■ WHAT IS BEING ASKED ■
Here are the records. Print them all exactly.

■ DATA PROVIDED ■
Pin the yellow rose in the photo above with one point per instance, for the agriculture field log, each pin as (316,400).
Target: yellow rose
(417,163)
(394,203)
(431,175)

■ ANSWER TO THIS TASK ■
Pin the yellow rose in the photo above with one point per instance, for the agriculture field log, each pin as (316,400).
Target: yellow rose
(417,163)
(394,203)
(431,175)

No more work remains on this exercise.